To do.
Copy the listing below word for word, starting at the line that contains "Each instance of the crane" and continuing through the last line of the listing.

Listed entries.

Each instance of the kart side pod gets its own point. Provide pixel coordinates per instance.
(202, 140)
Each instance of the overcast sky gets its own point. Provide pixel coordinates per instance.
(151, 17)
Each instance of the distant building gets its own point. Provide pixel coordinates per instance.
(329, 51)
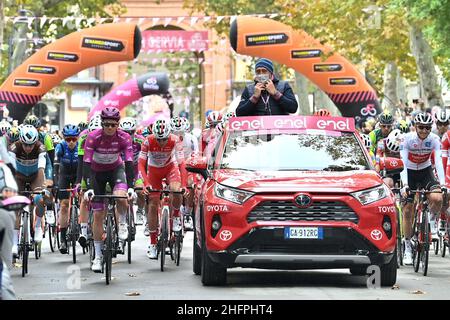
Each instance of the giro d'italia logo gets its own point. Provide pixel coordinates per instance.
(266, 39)
(26, 83)
(102, 44)
(41, 69)
(62, 56)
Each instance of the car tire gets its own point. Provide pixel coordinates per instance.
(212, 273)
(197, 257)
(358, 270)
(389, 272)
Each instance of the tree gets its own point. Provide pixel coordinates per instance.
(51, 31)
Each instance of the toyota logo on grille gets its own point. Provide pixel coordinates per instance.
(303, 200)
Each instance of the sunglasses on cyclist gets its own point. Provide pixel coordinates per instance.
(428, 128)
(110, 124)
(71, 139)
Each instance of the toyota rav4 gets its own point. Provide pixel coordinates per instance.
(292, 192)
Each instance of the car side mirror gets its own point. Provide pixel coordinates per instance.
(14, 203)
(198, 164)
(391, 165)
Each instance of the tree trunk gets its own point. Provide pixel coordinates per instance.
(425, 66)
(301, 91)
(390, 100)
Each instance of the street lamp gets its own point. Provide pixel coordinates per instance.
(18, 40)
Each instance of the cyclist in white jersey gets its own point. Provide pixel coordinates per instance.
(415, 151)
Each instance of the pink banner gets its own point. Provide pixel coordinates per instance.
(174, 40)
(292, 122)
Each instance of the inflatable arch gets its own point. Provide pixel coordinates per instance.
(132, 90)
(63, 58)
(334, 75)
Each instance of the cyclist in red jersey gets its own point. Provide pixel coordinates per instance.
(159, 154)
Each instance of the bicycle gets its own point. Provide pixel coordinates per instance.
(421, 239)
(26, 234)
(166, 236)
(73, 229)
(111, 241)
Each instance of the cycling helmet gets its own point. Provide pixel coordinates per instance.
(403, 126)
(32, 120)
(149, 130)
(13, 134)
(442, 116)
(95, 123)
(219, 128)
(28, 134)
(56, 138)
(161, 129)
(176, 125)
(423, 118)
(110, 113)
(393, 140)
(322, 113)
(5, 126)
(71, 130)
(128, 124)
(82, 126)
(186, 124)
(366, 140)
(229, 115)
(386, 118)
(214, 117)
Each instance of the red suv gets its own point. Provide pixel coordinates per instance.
(292, 192)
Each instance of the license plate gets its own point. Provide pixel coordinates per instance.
(303, 233)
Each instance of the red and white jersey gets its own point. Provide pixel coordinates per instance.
(186, 145)
(416, 154)
(155, 155)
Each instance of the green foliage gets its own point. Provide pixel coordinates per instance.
(55, 30)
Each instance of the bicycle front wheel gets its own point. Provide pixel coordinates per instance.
(108, 248)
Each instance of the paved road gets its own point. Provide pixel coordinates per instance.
(54, 277)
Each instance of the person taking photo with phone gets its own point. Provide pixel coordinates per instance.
(267, 95)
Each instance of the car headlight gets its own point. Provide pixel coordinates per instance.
(231, 194)
(371, 195)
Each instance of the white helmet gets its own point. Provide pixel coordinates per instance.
(214, 117)
(442, 116)
(28, 134)
(177, 125)
(161, 129)
(366, 140)
(186, 124)
(95, 123)
(4, 127)
(423, 118)
(128, 124)
(393, 140)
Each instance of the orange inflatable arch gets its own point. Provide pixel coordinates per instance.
(63, 58)
(334, 75)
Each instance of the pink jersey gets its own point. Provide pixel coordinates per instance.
(104, 152)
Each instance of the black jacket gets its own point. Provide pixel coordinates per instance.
(283, 106)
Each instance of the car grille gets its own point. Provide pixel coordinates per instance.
(287, 211)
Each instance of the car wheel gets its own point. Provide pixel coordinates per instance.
(389, 272)
(212, 273)
(197, 256)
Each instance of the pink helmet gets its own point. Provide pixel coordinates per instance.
(110, 113)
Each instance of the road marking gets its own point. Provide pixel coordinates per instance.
(56, 293)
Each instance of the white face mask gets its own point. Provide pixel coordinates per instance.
(263, 78)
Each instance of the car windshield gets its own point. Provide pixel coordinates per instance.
(288, 151)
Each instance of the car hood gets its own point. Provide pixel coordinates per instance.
(298, 181)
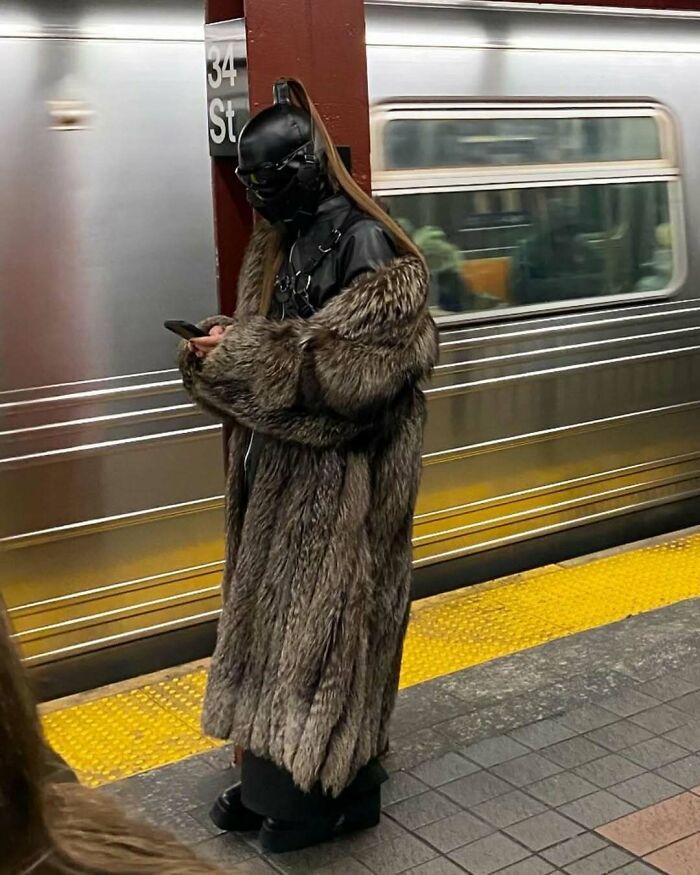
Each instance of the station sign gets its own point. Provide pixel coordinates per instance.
(228, 99)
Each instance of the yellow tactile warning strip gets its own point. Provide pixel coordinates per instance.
(129, 732)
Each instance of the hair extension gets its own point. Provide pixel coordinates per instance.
(65, 829)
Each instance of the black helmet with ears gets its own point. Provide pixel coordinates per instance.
(280, 163)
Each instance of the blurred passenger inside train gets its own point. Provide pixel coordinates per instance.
(53, 826)
(318, 375)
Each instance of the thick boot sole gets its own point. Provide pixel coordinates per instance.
(362, 813)
(234, 821)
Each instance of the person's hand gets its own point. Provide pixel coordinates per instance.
(201, 346)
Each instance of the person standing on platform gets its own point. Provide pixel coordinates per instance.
(319, 377)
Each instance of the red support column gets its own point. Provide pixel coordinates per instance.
(678, 5)
(323, 44)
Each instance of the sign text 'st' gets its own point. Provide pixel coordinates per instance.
(228, 102)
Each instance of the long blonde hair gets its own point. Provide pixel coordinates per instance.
(65, 829)
(341, 180)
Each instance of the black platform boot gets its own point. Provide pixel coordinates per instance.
(357, 813)
(230, 814)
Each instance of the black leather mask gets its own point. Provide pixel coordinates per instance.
(280, 166)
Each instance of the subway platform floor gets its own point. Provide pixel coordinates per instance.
(581, 755)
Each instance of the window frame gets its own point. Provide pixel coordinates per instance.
(666, 169)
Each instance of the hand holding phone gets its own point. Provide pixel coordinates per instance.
(185, 330)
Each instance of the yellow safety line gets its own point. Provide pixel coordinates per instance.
(134, 731)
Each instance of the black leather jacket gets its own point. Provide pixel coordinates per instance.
(358, 244)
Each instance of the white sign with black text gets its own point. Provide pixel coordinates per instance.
(228, 102)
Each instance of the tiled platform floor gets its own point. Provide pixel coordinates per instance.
(581, 756)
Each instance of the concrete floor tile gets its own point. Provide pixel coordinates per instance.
(654, 753)
(421, 810)
(560, 789)
(685, 772)
(612, 769)
(439, 866)
(649, 830)
(682, 858)
(390, 858)
(509, 809)
(542, 734)
(526, 770)
(455, 831)
(600, 808)
(448, 767)
(663, 718)
(488, 855)
(619, 735)
(494, 751)
(600, 863)
(646, 790)
(574, 849)
(574, 752)
(401, 786)
(687, 736)
(473, 789)
(544, 830)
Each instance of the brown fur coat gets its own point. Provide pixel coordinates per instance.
(318, 566)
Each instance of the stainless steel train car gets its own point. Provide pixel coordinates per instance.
(545, 160)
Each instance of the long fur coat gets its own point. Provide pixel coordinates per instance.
(318, 557)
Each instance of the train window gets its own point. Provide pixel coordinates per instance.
(543, 207)
(479, 142)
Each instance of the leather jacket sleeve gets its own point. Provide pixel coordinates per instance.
(367, 247)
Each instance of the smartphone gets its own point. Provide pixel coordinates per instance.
(186, 330)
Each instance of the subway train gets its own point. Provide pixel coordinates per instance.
(546, 161)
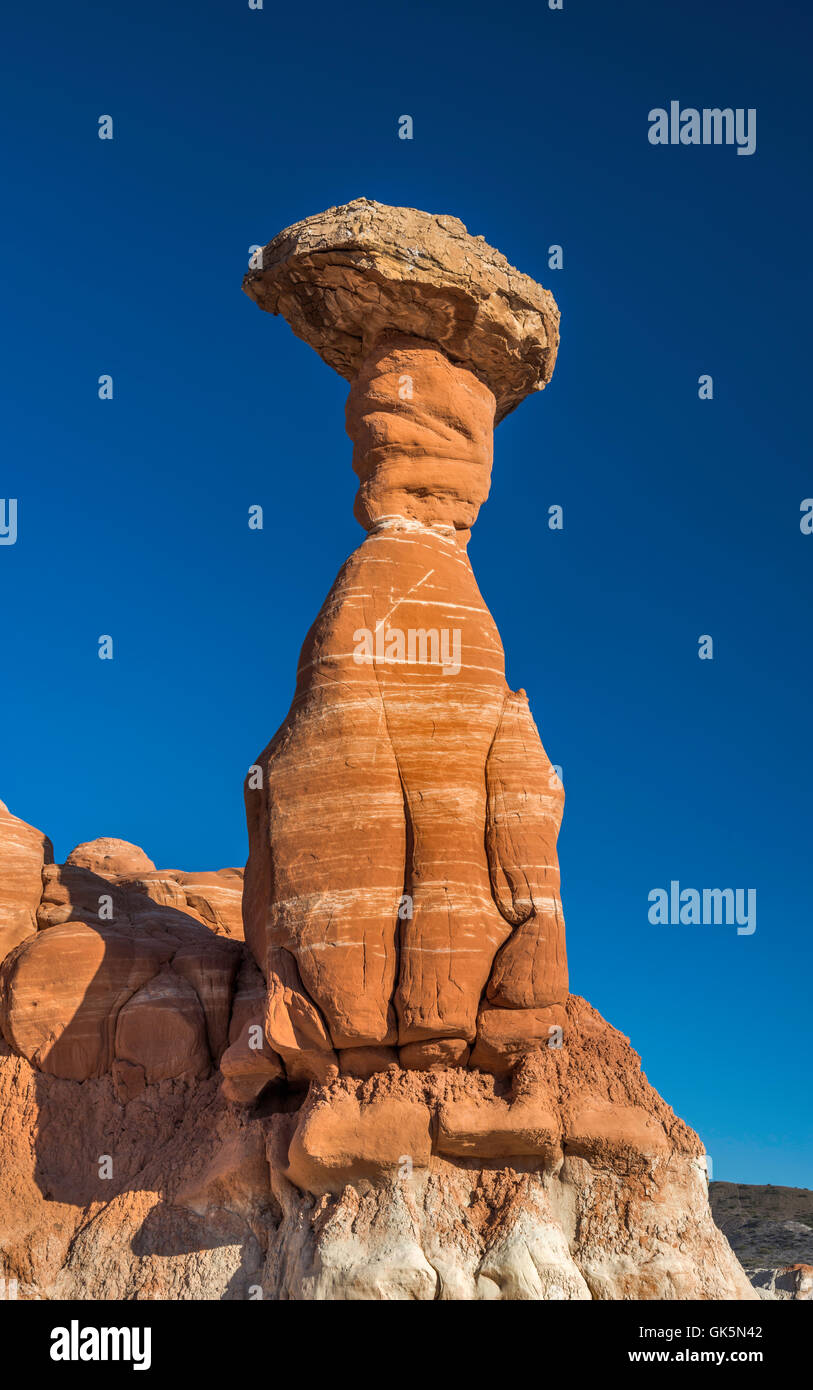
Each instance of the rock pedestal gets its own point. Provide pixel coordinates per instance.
(385, 1091)
(402, 887)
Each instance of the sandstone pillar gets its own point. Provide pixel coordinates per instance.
(402, 888)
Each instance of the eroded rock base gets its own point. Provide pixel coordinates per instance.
(570, 1180)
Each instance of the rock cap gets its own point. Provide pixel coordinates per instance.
(350, 277)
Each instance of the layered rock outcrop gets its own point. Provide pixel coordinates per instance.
(122, 969)
(574, 1180)
(385, 1091)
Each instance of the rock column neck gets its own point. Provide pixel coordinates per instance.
(423, 434)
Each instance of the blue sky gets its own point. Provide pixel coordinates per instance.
(681, 517)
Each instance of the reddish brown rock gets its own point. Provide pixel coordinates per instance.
(161, 1030)
(353, 275)
(109, 922)
(61, 991)
(249, 1062)
(24, 852)
(403, 745)
(110, 858)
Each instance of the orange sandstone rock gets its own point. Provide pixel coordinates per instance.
(24, 852)
(402, 831)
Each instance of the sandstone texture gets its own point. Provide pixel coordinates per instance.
(352, 275)
(24, 852)
(574, 1180)
(402, 887)
(124, 969)
(385, 1091)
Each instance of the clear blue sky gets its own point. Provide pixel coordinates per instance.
(681, 517)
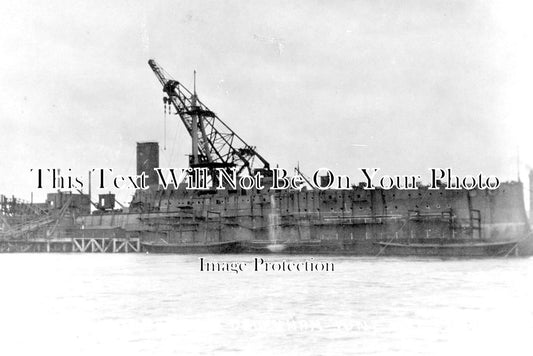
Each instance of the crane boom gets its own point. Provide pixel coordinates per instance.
(217, 145)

Exercise solution.
Each instance of the crane boom gets its own point. Provide pixel coordinates per instance.
(217, 145)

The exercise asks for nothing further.